→ Task instructions
1 > Translate this sentence from the Healthwatch England speech into Spanish: "Far too many people are not complaining when they feel they have cause to do so."
2 > Transcribe the part of the Healthwatch England speech starting at "We'll particularly focus" and ending at "we need to.".

→ Document extract
--------------------------------

One of our major priorities at Healthwatch England for the coming year
will be around one of the most basic of consumer rights,
the right to redress or complain or give feedback.
We know from our own research and work carried out through LINks
that complaints are a major issue across health and social care,
and particularly in primary care.
Last week we commissioned a YouGov survey
to find out some research on this issue.
YouGov talked to just under 2,000 adults in England
about complaints and feedback in health and social care.
This is a topic we'll come back
and have a lot more to say about over the next period,
but I've got some early results for today,
and I'm afraid they confirm all my worst suspicions.
Far too many people are not complaining when they feel they have cause to do so.
We don't complain because we find it too hard to do so,
we don't feel anything would change if we did,
or because we're worried it will compromise future treatment.
Almost half of us have no confidence in the complaints system,
and yet three out of four believe that being honest when things go wrong
is really important. That latter certainly reinforces for me
our support for the statutory duty of candour as recommended by Francis.
But taken together, this is a pretty bad state of affairs it seems to me.
It means consumers and users will, at the very least, remain disgruntled,
and it means the system is missing the opportunity to improve.
That's perhaps the most important thing.
We will be doing much more in this area over the coming year.
We'll particularly focus on those who don't have a voice or are seldom heard.
I believe if we can make it better for those who find it hardest,
we will all benefit.
I'm quite sure that part of the required improvement will be about process.
But another part of the solution
will involve a change in culture and attitude.
Complaining should be easy, and, in an ideal world,
complaints and feedback should be welcomed
as a chance to make things better rather than being seen,
as I fear they are by many, as a charge to be defended or denied.
But I don't actually want us as the Healthwatch network
just to focus on making the existing system better.
I'd like us to be more ambitious than that
and focus on the real prize of changing the systems we have where we need to.
By staying focused on what's best for the consumer or user,
I believe we can truly achieve this.
Our aim should be to focus on those areas where we can bring real value.
As consumers, as Jeremy has already said,
we don't experience life in little packages of health or social care
or home care or primary care or even long-term conditions.
We're people with a series of needs, often complex.
Of course, while there is a lot of emphasis on hospitals at the moment
because of Francis,
and there is some very important work that needs to happen,
actually, if we, Healthwatch, know that consumers are more concerned about
primary care or about the interface between hospital care and home care,
then that's where we should be focusing our efforts.
We need to set the agenda rather than just respond to what others are doing.

--------------------------------

→ Data section
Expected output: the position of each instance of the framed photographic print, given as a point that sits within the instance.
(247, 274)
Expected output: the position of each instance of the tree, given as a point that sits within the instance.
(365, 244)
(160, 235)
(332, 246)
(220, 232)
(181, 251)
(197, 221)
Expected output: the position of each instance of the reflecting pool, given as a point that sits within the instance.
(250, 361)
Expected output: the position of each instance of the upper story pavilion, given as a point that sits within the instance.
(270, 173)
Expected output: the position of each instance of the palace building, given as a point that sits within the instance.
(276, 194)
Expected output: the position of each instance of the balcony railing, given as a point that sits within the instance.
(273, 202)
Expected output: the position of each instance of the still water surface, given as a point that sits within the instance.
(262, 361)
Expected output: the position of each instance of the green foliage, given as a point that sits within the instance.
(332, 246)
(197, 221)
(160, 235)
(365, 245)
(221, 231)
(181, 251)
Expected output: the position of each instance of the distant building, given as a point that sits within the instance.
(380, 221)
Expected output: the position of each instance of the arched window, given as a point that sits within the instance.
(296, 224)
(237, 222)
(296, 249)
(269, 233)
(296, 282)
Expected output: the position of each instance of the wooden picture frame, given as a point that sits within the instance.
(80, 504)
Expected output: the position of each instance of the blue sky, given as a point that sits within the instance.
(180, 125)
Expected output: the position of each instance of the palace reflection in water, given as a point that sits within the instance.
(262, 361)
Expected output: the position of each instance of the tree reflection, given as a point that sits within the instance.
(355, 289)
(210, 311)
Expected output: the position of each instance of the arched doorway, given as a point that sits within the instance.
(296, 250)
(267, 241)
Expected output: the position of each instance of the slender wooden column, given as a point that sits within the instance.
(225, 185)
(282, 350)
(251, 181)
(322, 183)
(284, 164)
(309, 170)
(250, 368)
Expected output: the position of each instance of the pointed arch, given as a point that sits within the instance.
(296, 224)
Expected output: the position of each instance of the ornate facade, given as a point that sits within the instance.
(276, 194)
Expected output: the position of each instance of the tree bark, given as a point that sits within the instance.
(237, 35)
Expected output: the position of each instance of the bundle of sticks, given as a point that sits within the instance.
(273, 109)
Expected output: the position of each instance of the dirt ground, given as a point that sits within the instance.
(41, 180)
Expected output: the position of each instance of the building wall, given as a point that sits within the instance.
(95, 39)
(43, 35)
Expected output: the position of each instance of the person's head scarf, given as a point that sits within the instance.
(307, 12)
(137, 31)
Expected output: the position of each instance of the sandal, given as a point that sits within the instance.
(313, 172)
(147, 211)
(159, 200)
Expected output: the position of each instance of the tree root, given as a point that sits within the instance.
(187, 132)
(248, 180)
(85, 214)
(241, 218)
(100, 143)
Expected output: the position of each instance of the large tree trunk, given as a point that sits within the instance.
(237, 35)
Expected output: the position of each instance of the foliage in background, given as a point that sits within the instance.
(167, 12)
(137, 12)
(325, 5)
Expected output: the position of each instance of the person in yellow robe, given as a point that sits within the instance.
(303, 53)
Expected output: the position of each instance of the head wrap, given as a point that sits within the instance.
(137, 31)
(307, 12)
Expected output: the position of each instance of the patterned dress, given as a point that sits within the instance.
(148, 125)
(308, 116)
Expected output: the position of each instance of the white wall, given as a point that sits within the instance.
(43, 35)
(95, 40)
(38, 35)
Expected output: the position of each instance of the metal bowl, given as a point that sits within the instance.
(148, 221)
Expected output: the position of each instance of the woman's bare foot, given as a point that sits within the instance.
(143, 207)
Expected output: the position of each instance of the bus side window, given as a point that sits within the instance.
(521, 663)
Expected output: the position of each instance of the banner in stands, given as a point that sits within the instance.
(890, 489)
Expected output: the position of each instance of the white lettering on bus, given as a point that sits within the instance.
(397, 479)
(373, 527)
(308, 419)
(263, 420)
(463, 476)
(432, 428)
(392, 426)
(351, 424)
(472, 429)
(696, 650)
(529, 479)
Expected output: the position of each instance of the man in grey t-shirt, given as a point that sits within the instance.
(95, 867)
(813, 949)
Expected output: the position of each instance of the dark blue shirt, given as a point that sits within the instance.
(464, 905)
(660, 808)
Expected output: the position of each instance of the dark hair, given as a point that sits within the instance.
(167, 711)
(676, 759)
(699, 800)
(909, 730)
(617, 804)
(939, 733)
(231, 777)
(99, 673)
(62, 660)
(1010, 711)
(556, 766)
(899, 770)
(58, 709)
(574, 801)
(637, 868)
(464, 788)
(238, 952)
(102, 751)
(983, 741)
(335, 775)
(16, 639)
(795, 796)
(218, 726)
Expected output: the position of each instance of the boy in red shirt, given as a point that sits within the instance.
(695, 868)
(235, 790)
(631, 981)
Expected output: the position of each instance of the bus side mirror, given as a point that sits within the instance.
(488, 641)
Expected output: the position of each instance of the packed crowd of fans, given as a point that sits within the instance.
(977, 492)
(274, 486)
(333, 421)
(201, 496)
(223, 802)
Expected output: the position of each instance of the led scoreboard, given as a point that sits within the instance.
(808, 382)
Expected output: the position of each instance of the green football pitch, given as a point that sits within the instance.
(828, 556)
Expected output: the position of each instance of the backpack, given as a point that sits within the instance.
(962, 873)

--------------------------------

→ Responses in order
1 > Demasiadas personas no presentan quejas cuando sienten que tienen motivos para hacerlo.

2 >
We'll particularly focus on those who don't have a voice or are seldom heard.
I believe if we can make it better for those who find it hardest,
we will all benefit.
I'm quite sure that part of the required improvement will be about process.
But another part of the solution
will involve a change in culture and attitude.
Complaining should be easy, and, in an ideal world,
complaints and feedback should be welcomed
as a chance to make things better rather than being seen,
as I fear they are by many, as a charge to be defended or denied.
But I don't actually want us as the Healthwatch network
just to focus on making the existing system better.
I'd like us to be more ambitious than that
and focus on the real prize of changing the systems we have where we need to.